• Jouw opdracht
a – Kopieer letterlijk het stuk uit de tekst over de Milieuzone Rotterdam dat opent met de woorden "Naar de (kennelijke) opvatting van verzoeker is de" en sluit met "ondoelmatige verkeersmaatregel is.".
b – Ga verder met de tekst over de Milieuzone Rotterdam vanaf het punt waar die ophoudt.

• Aangeleverde tekst
Naar de (kennelijke) opvatting van verzoeker is de Milieuzone Rotterdam onrechtmatig. Anders dan verweerder meent kan de rechtmatigheid van de Milieuzone Rotterdam bij wijze van exceptieve toetsing in deze procedure ter beoordeling staan. Daaraan staat niet in de weg dat tegen deze maatregel de rechtsmiddelen van bezwaar en beroep open hebben gestaan en evenmin, dat verzoeker daadwerkelijk een bezwaarschrift daartegen heeft ingediend. Hetgeen verzoeker ter onderbouwing van de gestelde onrechtmatigheid van de Milieuzone Rotterdam heeft aangevoerd vergt echter een onderzoek dat het kader van een voorlopige voorziening te buiten gaat. In het bijzonder betreft dit de argumenten op grond waarvan verzoeker stelt dat de Milieuzone Rotterdam een ondoelmatige verkeersmaatregel is.
6.4.
Naar de (kennelijke) opvatting van verzoeker is, indien moet worden uitgegaan van de rechtmatigheid van de Milieuzone Rotterdam, het beleid van verweerder voor de toepassing van zijn bevoegdheid ontheffing te verlenen als neergelegd in de Beleidsregels, onevenredig. Die bevoegdheid houdt beleidsvrijheid in voor verweerder. Dit betekent dat de voorzieningenrechter de redelijkheid van de Beleidsregels slechts met de nodige terughoudendheid mag toetsen. Met inachtneming van die terughoudende toetsing vergt ook hetgeen verzoeker ter onderbouwing van dit standpunt heeft aangevoerd een onderzoek dat het kader van een voorlopige voorziening te buiten gaat. Daarbij gaat het in het bijzonder om de aangevoerde technische aspecten van de meting van de praktijkuitstoot in relatie tot de uitstoot volgens de opgave van de fabrikant van een voertuig.
6.5.

• Aangeleverd materiaal
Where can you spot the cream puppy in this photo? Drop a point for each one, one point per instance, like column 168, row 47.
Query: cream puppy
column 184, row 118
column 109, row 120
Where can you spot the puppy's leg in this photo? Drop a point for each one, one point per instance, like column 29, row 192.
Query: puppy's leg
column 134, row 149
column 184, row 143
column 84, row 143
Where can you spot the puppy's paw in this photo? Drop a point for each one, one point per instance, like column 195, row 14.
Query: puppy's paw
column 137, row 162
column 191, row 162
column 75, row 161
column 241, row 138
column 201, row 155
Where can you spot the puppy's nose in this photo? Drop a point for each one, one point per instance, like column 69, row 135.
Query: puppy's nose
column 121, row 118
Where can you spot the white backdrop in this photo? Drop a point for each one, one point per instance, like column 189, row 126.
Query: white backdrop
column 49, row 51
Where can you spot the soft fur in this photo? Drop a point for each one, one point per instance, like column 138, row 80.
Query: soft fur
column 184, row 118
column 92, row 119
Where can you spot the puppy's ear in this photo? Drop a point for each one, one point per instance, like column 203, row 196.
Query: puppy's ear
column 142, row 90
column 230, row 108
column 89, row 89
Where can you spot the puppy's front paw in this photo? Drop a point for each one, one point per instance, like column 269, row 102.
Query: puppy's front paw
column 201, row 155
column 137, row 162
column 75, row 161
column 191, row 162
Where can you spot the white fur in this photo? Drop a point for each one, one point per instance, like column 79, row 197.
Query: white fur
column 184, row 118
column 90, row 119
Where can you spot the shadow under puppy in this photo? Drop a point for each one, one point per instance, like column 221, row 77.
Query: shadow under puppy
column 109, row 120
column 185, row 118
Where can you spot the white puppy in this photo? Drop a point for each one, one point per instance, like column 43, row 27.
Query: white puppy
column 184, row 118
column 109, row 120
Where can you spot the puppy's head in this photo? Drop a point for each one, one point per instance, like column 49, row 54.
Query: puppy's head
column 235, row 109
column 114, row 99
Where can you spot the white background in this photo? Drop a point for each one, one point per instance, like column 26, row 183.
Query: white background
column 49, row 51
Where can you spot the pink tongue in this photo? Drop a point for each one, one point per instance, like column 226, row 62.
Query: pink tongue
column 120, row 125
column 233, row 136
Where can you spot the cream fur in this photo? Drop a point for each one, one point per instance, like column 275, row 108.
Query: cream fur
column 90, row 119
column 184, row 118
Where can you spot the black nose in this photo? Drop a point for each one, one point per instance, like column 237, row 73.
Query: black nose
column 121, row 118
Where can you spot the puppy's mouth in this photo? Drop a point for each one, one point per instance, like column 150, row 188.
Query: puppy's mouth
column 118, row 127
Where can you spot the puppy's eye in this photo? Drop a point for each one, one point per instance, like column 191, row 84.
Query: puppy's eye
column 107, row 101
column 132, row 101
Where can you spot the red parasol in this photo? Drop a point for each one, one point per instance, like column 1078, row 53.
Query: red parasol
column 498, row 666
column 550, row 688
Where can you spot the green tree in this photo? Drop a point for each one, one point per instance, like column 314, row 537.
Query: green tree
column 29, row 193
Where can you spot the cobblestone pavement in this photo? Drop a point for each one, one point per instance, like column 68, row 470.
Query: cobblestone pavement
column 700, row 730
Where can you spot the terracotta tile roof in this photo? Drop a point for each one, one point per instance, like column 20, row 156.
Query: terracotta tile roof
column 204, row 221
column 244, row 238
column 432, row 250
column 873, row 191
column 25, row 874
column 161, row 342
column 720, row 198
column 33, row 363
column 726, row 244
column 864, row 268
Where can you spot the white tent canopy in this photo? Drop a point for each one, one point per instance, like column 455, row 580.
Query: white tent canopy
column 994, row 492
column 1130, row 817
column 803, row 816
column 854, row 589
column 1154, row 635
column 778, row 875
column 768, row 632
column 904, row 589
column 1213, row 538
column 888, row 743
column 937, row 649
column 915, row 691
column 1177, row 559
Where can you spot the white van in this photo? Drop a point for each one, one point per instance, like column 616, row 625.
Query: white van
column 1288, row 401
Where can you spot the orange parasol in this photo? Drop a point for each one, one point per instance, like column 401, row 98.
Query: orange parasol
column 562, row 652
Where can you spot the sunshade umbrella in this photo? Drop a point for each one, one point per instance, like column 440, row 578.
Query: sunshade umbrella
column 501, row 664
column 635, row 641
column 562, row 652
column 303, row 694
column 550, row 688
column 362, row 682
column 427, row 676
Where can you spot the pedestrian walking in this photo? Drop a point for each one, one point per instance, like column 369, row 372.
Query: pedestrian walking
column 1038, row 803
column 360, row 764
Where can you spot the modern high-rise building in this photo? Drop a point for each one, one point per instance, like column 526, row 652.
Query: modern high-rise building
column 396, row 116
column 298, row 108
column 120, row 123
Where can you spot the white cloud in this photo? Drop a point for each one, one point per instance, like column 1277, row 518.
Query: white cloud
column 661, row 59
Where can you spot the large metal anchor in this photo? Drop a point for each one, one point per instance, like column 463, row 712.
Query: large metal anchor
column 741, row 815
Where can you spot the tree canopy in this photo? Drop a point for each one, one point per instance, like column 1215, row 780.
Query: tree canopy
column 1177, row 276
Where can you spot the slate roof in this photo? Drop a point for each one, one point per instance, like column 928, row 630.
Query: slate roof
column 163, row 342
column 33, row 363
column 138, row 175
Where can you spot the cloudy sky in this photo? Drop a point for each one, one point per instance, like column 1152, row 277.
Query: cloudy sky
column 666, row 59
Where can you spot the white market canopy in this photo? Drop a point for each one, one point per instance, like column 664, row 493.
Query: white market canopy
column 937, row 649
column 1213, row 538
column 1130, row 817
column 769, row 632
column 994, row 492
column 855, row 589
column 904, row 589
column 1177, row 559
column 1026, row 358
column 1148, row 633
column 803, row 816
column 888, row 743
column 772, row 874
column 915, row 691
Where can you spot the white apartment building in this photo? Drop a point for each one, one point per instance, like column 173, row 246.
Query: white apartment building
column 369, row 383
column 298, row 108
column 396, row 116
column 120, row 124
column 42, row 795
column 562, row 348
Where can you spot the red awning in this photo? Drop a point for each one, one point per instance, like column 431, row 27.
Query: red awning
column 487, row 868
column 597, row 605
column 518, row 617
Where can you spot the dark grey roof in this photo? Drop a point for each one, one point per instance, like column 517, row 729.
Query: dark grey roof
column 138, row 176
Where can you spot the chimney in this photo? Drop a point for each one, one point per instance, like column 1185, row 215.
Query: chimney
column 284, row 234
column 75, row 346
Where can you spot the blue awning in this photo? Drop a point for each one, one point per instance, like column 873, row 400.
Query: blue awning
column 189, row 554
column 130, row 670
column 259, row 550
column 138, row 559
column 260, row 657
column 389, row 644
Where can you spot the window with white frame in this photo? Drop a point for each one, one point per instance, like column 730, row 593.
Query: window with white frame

• Gegeven antwoorden
a –
Naar de (kennelijke) opvatting van verzoeker is de Milieuzone Rotterdam onrechtmatig. Anders dan verweerder meent kan de rechtmatigheid van de Milieuzone Rotterdam bij wijze van exceptieve toetsing in deze procedure ter beoordeling staan. Daaraan staat niet in de weg dat tegen deze maatregel de rechtsmiddelen van bezwaar en beroep open hebben gestaan en evenmin, dat verzoeker daadwerkelijk een bezwaarschrift daartegen heeft ingediend. Hetgeen verzoeker ter onderbouwing van de gestelde onrechtmatigheid van de Milieuzone Rotterdam heeft aangevoerd vergt echter een onderzoek dat het kader van een voorlopige voorziening te buiten gaat. In het bijzonder betreft dit de argumenten op grond waarvan verzoeker stelt dat de Milieuzone Rotterdam een ondoelmatige verkeersmaatregel is.

b –
Naar het oordeel van de voorzieningenrechter is voorts de berekening op grond waarvan verweerder beslist of (het bedrijf van een) verzoeker over voldoende financiële middelen beschikt niet zonder meer inzichtelijk. In het bijzonder is onduidelijk in hoeverre verweerder rekening heeft gehouden met kostenposten als de premie voor verzoekers arbeidsongeschiktheidsverzekering. Verder acht de voorzieningenrechter verzoekers standpunt dat verweerder ten onrechte zijn pensioenreserve, die thans nog in het bedrijf zit, tot de liquide middelen van verzoeker(s) bedrijf heeft gerekend, niet op voorhand onjuist.
6.6.
Gelet op het voorgaande komt de voorzieningenrechter toe aan een belangenafweging. Naar zijn oordeel dienen de belangen van verzoeker thans zwaarder te wegen dan het algemeen belang dat met het bestreden besluit wordt gediend. Daarbij neemt de voorzieningenrechter mede in aanmerking dat de bezwaarschriftencommissie nog niet tot een advies aan verweerder is gekomen over de tegen de Milieuzone Rotterdam aangevoerde bezwaren en verweerder dus nog niet tot een heroverweging is gekomen van het besluit tot invoering van de Milieuzone Rotterdam.
6.7.
De voorzieningenrechter zal het verzoek om voorlopige voorziening toewijzen en bepalen dat verweerder verzoeker dient te behandelen als ware deze in het bezit van een ontheffing van het verbod de Milieuzone Rotterdam in te rijden met zijn huidige bedrijfswagen tot zes weken na de beslissing op bezwaar.
7. Omdat de voorzieningenrechter het verzoek toewijst, bepaalt de voorzieningenrechter dat verweerder aan verzoeker het door hem betaalde griffierecht vergoedt.
8. Er zijn geen voor vergoeding in aanmerking komende proceskosten.

Beslissing

De voorzieningenrechter:
- schorst het bestreden besluit;
- wijst het verzoek om voorlopige voorziening toe in die zin dat verweerder verzoeker dient te behandelen als ware hij in het bezit van de gevraagde ontheffing tot zes weken na het besluit op bezwaar;
- wijst af het meer of anders verzochte;
- bepaalt dat verweerder aan verzoeker het betaalde griffierecht van € 168,- vergoedt.
Deze uitspraak is gedaan door mr. W.M.P.M. Weerdesteijn, voorzieningenrechter, in aanwezigheid van mr. A. Avdić, griffier. De beslissing is in het openbaar uitgesproken op 21 april 2016.
griffier voorzieningenrechter
Afschrift verzonden aan partijen op:

Rechtsmiddel

Tegen deze uitspraak staat geen rechtsmiddel open.